> _Written task_: Copy each of the records below word for word, with no changes.

> _Records provided_:
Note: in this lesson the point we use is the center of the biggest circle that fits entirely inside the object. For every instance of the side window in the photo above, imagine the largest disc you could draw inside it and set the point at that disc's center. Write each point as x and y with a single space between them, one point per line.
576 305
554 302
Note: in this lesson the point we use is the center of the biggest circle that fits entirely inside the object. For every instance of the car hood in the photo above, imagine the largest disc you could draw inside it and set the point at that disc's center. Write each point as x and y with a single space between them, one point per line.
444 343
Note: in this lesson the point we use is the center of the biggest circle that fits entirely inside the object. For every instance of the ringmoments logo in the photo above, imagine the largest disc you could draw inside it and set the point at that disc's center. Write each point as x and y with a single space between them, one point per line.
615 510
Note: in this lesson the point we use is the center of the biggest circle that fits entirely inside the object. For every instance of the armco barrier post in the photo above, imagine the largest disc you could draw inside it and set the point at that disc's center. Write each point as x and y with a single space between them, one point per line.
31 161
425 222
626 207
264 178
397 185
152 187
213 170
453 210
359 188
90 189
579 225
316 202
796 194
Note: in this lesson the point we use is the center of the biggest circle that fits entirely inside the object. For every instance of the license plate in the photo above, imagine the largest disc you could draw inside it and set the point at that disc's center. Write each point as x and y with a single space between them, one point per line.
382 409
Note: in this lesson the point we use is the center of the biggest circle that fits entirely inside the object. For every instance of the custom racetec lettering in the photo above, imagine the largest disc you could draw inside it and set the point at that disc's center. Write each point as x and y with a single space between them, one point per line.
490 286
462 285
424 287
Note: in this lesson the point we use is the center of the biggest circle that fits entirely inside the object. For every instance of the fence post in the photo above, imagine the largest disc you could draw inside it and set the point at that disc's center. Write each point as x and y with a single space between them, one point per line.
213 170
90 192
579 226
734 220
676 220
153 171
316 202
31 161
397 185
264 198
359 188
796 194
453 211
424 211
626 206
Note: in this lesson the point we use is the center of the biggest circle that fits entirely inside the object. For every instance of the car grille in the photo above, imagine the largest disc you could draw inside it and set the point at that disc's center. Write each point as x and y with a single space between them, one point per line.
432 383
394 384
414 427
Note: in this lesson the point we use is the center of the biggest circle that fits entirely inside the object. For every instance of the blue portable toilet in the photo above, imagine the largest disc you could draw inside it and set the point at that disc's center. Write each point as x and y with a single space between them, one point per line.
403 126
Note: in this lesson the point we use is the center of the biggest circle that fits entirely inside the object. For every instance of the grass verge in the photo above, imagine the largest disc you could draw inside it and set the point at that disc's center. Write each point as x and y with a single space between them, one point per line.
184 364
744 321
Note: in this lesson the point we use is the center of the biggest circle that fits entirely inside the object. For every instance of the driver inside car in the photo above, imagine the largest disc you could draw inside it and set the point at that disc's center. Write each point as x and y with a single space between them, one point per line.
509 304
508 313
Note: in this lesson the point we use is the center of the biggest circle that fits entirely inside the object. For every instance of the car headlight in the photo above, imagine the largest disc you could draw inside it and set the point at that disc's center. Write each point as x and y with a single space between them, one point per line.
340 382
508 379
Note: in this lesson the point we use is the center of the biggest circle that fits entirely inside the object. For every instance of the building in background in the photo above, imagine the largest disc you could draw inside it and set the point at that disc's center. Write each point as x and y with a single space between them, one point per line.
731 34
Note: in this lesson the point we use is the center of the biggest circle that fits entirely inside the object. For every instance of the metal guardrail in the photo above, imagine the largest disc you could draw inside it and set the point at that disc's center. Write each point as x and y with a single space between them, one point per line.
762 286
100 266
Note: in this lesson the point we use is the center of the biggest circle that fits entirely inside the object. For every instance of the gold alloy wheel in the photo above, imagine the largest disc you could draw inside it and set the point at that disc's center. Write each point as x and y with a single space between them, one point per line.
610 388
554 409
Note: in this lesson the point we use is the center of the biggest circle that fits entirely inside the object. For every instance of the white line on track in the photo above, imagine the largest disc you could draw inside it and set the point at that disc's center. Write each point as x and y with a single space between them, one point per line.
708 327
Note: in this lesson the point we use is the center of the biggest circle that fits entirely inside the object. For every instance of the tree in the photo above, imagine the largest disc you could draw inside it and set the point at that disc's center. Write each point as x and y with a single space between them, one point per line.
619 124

> _Output of the task_:
Note: in this lesson the point we use is the center of the biggest circle that fits entirely inside the object. For every instance of the side window in the photo above, imagine the largest disc you could draw inside it and set the point at that disc's center. Write each point as x and y with a single space between them, one point per line.
576 305
554 302
Note: in this lesson the point we use is the center of the biggest circle that fits entirely inside the object. For every instance of the car hood in the photo above, imagine the largest disc you could draw inside it and set the point at that disc's center. Write each point as x and y with a single space between them, one point per line.
444 343
Note: in this lesson the point we use is the center of the biggest circle that fits entirely inside the object. For every instance of the ringmoments logo in the photo above, imagine the largest disc you could draw inside it and set the point at that disc's center. Write each point as x and y with a single space between them, one point per line.
615 510
Note: in this lesson the point we use is the center of the biggest circle that fits entirely inside the object. For every instance of the armco barrier post in the photo above, imagine the largest disc you could draw inside it and set the point at that disc's center. Write each point as x and y with a single space between them, one point per line.
31 161
425 222
626 207
264 178
397 185
152 187
213 170
453 210
359 188
90 189
579 225
316 202
796 194
Note: in this lesson the point we use is the center of the biggest circle that fits entirely inside the object. For every instance of the license plate in the photo above, imagine the largest disc you could draw inside it and set the point at that disc's center. Write each point as x and y with a single space between them, one point per line.
382 409
Note: in this lesson the point we use is the center of the biggest circle that fits entirely inside the object. For every instance of the custom racetec lettering in the photo above, imagine the largest disc you could draw inside it and set the point at that disc's center. Write each point as x and y with a single space between them, one point per line.
490 286
462 285
424 287
Note: in this lesson the point we use is the center of the biggest circle that fits entirely inside the object. For every instance of the fence post in the photo above, imagine the largest disc you could draw inside it and set the point at that disc's center. Write each point as x and y with a single space between them, one point per line.
213 170
90 192
579 226
734 220
676 220
153 171
316 202
31 161
397 185
264 198
359 188
796 194
453 211
424 211
626 206
Note: in this lesson the point we use is the center of the biggest circle that fits entirely inside the object. For every instance of the car grille in the photo above, imagine the largest disc you could draw inside it and set the point at that disc's center. Write each point as x and y with a single space between them, one point per line.
432 383
394 384
414 427
Note: in this lesson the point we use is the center of the biggest circle that fits entirely inside the object. For every instance of the blue portable toilet in the photo above, imagine the largest disc you could draw inside it and set the point at that disc's center. Write each point as x and y with a single space between them, one point per line.
403 126
Note: in this lesson the point we use is the center of the biggest circle that fits entirely inside the object. For every instance of the grass verge in the photo above, imagine the largest disc you could draw inside it and set the point at that disc's center. Write each point as x and y with a single space between them, one point per line.
184 364
744 321
Note: in this lesson the point we use is the center of the biggest circle that fits entirely inside the object. For every instance of the driver inside car in the photo above, imagine the largest disc you could draw inside it and set the point at that disc's center. Write each point as x and y with a single space between them, one point per line.
509 304
508 313
Note: in this lesson the point we use is the center of the biggest circle that fits entirely inside the object. For every instance of the car headlight in the photo above, imagine the largest disc you could draw inside it and set the point at that disc's center. Write each point as x and y with a single space between them, one point per line.
340 382
508 379
Note: in this lesson the point we use is the center of the biggest circle that fits entirely inside the object. For every instance of the building in background in the photo above, imagine the largest disc you could draw inside it and set the point at that disc's center. Write each point as x and y with a single space between them, one point per line.
731 34
Note: in this lesson the point we use is the center of the biggest circle that fits entirely inside the object. For every instance of the metal guardrail in the photo above, imagine the largest disc you could draw inside it and set the point at that disc's center. Write each point as x and y with a single space between them, one point per line.
762 286
100 266
Note: in this lesson the point we use is the center of the biggest circle that fits entirely inside the object. For every instance of the gold alloy wheel in the photo above, imagine the largest disc you could draw inside it and set the point at that disc's center. Write each point as x and y with a single space between them, one point per line.
610 388
554 409
Note: in this lesson the point we use is the center of the biggest circle that fits entirely inside the object. For every instance of the white line on track in the photo above, imagine the largest disc you could draw inside it and set the point at that disc's center. Write each point as x and y with a single space between them, one point per line.
708 327
Note: in this lesson the point we use is the center of the biggest circle that fits entirely inside the object. For every instance of the tree in the photo above, imagine the largest disc you could draw inside it and set the point at that disc's center. Write each point as x and y with a single space between them, one point per line.
619 124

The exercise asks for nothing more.